(ASSIGNED TASK)
For each line in the data below that holds "tire", return a copy.

Referring expression data:
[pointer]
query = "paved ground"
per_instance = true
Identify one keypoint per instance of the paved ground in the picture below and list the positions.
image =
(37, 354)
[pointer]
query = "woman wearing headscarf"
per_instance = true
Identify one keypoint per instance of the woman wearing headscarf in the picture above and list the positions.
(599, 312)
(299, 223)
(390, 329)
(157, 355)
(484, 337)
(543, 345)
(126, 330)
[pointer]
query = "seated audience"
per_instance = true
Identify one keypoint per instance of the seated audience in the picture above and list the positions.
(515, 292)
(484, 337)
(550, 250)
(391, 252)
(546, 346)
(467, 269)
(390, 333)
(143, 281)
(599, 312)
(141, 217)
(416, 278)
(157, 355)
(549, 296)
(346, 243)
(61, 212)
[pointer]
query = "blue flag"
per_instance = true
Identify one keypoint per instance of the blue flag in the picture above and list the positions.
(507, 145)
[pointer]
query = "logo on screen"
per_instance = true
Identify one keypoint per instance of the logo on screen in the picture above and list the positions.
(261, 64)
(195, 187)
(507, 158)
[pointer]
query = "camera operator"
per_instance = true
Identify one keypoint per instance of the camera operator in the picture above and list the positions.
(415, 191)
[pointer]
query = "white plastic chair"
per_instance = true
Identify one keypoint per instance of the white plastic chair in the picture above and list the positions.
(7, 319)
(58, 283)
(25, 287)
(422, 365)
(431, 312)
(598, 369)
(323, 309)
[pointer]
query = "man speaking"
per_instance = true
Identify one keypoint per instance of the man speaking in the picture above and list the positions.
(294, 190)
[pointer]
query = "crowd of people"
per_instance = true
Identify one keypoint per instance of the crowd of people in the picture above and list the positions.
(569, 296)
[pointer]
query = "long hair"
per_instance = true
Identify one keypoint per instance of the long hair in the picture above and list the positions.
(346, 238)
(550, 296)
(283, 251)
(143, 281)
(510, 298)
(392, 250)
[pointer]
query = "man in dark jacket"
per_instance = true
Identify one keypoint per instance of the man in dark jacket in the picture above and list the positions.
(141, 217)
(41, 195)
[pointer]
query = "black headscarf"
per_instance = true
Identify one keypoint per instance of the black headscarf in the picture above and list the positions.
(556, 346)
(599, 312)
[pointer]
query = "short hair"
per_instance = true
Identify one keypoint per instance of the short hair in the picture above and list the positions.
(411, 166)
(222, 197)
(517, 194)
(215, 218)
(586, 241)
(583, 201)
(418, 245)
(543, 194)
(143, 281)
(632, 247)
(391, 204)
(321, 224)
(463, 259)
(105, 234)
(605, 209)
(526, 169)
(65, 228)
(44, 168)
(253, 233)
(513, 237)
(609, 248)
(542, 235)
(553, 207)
...
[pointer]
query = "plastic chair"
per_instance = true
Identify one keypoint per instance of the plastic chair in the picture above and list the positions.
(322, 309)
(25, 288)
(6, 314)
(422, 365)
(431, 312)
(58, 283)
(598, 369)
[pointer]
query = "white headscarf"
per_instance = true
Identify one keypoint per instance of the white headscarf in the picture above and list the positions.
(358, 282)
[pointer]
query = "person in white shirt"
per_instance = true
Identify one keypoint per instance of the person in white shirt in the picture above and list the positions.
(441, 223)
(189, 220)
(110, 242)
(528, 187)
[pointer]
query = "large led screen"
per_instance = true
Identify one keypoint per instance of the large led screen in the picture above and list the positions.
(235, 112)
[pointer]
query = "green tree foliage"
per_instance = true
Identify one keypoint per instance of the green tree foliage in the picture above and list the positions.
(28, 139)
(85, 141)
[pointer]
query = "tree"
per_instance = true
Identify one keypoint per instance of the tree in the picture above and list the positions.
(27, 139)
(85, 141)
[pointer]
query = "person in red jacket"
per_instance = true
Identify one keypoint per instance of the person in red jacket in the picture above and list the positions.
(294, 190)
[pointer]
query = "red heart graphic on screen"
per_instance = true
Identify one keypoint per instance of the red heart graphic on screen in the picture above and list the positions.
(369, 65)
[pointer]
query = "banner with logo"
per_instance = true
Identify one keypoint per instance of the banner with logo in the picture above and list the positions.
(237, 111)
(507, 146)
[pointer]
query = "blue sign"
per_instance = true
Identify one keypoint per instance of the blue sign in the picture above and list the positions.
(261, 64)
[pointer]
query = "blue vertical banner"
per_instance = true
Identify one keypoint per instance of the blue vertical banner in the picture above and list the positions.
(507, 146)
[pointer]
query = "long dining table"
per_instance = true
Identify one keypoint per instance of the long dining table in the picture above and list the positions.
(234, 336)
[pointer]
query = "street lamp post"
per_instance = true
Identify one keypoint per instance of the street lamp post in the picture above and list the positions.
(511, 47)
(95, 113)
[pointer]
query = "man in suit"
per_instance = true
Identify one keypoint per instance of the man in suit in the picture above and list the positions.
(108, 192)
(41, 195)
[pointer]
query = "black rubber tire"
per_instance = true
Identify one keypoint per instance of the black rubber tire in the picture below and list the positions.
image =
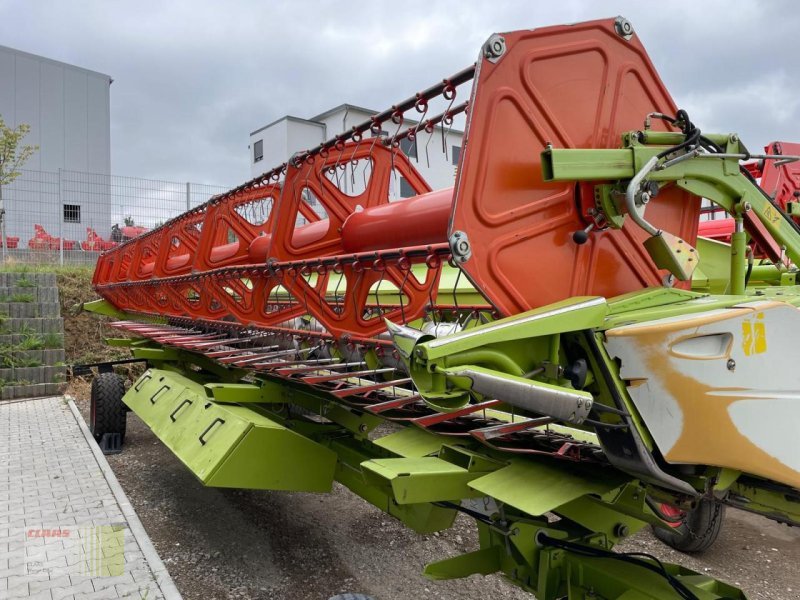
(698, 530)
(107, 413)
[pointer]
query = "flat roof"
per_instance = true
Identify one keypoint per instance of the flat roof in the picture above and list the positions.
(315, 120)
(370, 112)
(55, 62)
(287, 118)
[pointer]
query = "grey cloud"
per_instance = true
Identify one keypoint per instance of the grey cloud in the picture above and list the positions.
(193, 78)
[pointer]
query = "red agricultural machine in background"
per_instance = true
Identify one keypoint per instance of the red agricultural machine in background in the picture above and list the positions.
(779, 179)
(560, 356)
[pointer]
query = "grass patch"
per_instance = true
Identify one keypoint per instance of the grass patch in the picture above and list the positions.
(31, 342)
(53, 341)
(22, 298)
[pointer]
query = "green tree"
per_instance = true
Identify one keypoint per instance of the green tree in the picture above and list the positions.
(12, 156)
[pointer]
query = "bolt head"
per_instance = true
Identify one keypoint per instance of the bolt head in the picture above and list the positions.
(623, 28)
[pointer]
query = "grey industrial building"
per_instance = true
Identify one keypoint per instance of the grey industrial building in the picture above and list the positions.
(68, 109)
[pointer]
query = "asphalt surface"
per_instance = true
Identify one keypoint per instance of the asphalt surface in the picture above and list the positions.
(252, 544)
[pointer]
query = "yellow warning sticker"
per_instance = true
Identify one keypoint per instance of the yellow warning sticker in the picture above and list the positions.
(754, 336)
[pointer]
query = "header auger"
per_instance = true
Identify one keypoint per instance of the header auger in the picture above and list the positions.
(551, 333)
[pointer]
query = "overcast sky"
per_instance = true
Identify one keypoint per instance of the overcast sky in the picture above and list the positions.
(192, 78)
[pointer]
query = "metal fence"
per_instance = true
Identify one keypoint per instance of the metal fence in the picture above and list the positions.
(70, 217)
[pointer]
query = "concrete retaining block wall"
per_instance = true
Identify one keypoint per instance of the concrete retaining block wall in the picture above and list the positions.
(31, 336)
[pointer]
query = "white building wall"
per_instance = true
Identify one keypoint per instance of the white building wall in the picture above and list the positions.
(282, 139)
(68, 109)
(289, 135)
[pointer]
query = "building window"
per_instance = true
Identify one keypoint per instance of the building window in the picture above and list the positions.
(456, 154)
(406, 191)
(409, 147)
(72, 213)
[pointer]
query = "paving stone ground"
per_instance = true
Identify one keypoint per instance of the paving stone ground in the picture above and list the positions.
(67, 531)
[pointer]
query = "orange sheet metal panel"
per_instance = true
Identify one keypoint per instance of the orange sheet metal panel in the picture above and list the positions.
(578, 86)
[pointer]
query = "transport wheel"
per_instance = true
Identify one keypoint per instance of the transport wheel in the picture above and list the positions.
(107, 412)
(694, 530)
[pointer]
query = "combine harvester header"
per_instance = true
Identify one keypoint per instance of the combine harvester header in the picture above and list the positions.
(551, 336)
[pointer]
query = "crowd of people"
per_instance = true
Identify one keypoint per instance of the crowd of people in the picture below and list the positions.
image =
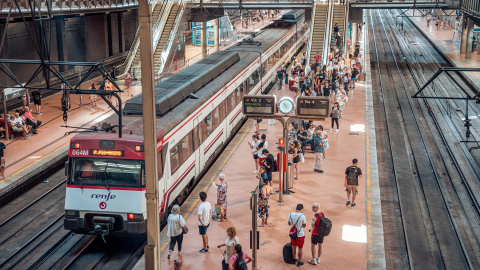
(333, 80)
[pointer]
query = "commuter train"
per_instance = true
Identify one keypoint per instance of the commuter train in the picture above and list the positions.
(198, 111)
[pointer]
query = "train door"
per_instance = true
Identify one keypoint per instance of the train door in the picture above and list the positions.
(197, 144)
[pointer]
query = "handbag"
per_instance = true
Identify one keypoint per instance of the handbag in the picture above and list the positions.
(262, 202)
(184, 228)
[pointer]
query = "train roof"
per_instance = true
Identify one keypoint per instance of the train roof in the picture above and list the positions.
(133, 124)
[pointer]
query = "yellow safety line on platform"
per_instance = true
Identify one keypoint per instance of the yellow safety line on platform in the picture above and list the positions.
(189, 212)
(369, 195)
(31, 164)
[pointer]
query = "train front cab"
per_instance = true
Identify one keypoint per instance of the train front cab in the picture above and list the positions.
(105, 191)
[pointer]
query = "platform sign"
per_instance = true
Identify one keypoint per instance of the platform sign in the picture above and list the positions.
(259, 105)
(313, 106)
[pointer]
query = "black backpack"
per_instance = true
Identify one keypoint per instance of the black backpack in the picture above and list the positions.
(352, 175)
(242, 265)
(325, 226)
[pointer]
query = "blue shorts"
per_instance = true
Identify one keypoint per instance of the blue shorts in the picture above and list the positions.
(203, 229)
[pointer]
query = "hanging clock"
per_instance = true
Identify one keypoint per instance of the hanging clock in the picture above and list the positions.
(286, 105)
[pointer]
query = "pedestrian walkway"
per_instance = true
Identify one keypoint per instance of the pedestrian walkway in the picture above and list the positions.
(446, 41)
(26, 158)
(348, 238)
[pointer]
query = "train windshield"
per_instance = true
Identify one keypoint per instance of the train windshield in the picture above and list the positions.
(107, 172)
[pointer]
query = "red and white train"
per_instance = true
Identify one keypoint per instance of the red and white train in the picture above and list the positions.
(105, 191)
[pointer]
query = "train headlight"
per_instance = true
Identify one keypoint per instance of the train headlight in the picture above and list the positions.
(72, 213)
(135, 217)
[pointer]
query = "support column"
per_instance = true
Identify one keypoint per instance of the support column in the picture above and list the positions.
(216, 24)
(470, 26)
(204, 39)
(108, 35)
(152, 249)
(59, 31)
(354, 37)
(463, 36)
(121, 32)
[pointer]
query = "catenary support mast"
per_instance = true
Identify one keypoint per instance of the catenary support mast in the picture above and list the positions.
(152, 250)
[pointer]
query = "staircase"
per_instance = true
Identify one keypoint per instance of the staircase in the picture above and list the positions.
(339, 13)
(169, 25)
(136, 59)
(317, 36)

(OUTPUT)
query = "black rubber tire"
Identify one keypoint per instance of the black rubber tire in the picture below and list the positions.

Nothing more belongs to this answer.